Repeat the rows below line for line, changing nothing.

**** Records supplied ****

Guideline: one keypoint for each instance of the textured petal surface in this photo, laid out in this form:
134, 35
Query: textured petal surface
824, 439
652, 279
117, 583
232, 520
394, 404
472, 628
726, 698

****

▶ [Task answer]
Guideline: one keypoint for each instance of the textured petal surface in this photo, laid out in this form:
134, 35
Query: textured petal surface
824, 439
652, 279
117, 583
232, 520
394, 404
472, 628
726, 698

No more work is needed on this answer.